## EXERCISES TO COMPLETE
1) From the kana notes, list every consonant that the text says cannot be found in any row of the tables.
2) Translate this sentence from the kana notes into Spanish: "The last row for [-n] is special because this is a terminal N sound, but never the initial N sound."
3) Reproduce the stretch of the kana notes from "In fact, it" through "is highly flexible.".

## READING TEXT
There are 5 columns and 11 rows in each table. Since 7 entries are missing, we have a total of 48 characters in each table.
The first row has five vowels.
In Hiragana, A= あ , I= い , U= う , E= え , O= お
or in Katagana, A= ア , I= イ , U= ウ , E= エ , O= オ .
Please lookup some internet source for how to pronounce them -- suffices to say that these vowels are always short.
HINT: it is good to memorize them, including their ordering (A,I,U,E,O).
The last row (like the first) is an anomaly. The remaining 9 rows contain SYLLABLES (= consonant + vowel).
The vowel is constant in each column (in particular, it is inherited from the vowel in the first row.) So we can label the columns as A-column, I-column, U-column E-column and O-column.
Similarly, the consonant is constant for each row. So we can label each of the 9 rows by the corresponding consonant. These consonants are (K,S,T,N,H,M,Y,R,W).
E.g., row 2 is the K-row with (Ka, Ki, Ku, Ke, Ko).
The Y-row has only three entries (Ya, Yu, Yo) but no Yi and Ye.
The W-row has only three entries (Wa, Wu, Wo) but no Wi and We. (NOTE: Sometimes, Wu is also omitted!)
The last row for [-n] is special because this is a terminal N sound, but never the initial N sound.
The T-row has somewhat irregular sounds:

A I U E O

(H) たちつてと

(K) タチツテト

Sounds [Ta] [Chi] [Tsu] [Te] [To]
A similar irregularity in the H-row is that the sound for ふ (H) or フ (K) is [Fu] and not [Hu].
In fact, it seems that the H-row could also be called the F-row. With TEN-TEN modifier marks (see below), you can also turn it into a B-row or a P-row!! So H-row is highly flexible.

Modifiers of Basic Character Sets

Each symbol in Hiragana and Katagana is intermediate between a ''letter'' (as in the English alphabet) and a ''full character'' (as in Chinese script). But I will call them ''characters'' and not ''letters''. But Japanase characters are more atomic (indivisible) than Chinese characters which have internal structure. Like atoms, Japanese characters have isotopes indicated by modifiers, they can combine with certain affinities.
If you were looking for certain consonants ([G], [Z], [D], [B] and [P]), you would not find them in any row! These are obtained by modifying related consonants using accent marks, known as TEN-TEN marks. There are two versions: the ''double quote'' mark ( ゛) (the VOICED modifier) and the ''degree'' mark ( ゜) (the SEMI-VOICED modifier).

## AVAILABLE DATA

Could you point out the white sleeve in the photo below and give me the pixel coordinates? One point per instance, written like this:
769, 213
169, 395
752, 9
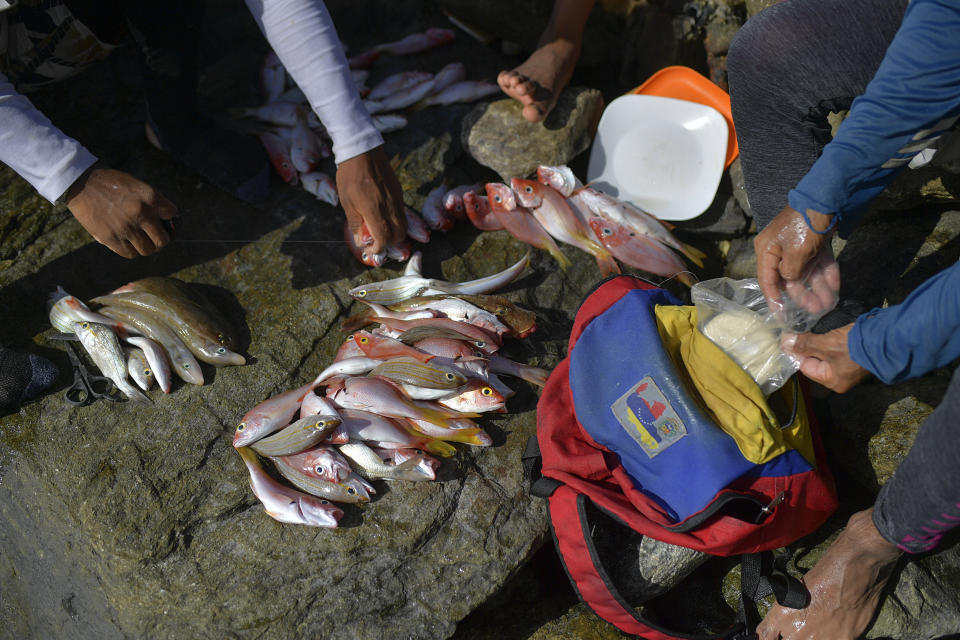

## EXERCISE RESULTS
1) [G], [Z], [D], [B], [P]

2) La última fila, la de [-n], es especial porque es un sonido N final, pero nunca el sonido N inicial.

3)
In fact, it seems that the H-row could also be called the F-row. With TEN-TEN modifier marks (see below), you can also turn it into a B-row or a P-row!! So H-row is highly flexible.